• [Exercise prompt]: Could you copy the data below line for line, leaving the pictures out of your answer?

• [Input data]:
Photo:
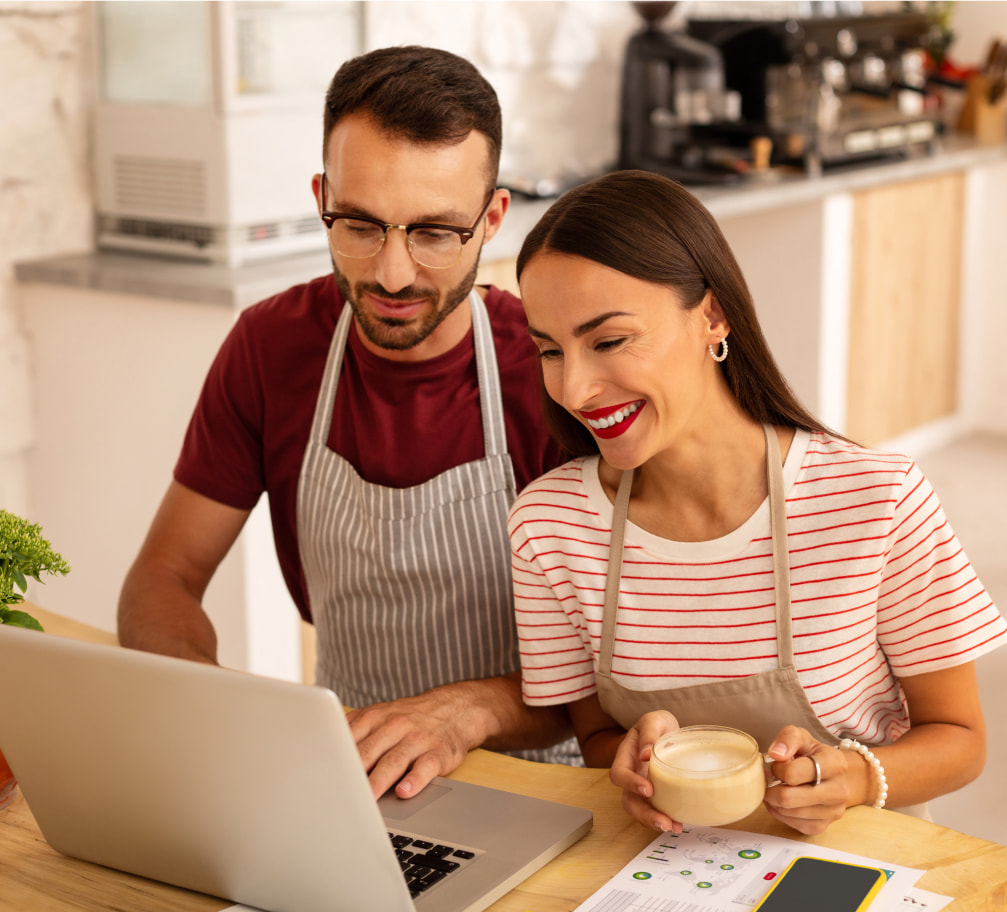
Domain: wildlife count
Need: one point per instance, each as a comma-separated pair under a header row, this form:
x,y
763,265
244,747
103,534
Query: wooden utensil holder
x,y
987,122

• [Task solution]:
Photo:
Domain: wildlife count
Need: one point per instance, each as a comma-separated pair under a header row, this form:
x,y
763,265
244,747
103,534
Query: wooden utensil holder
x,y
987,122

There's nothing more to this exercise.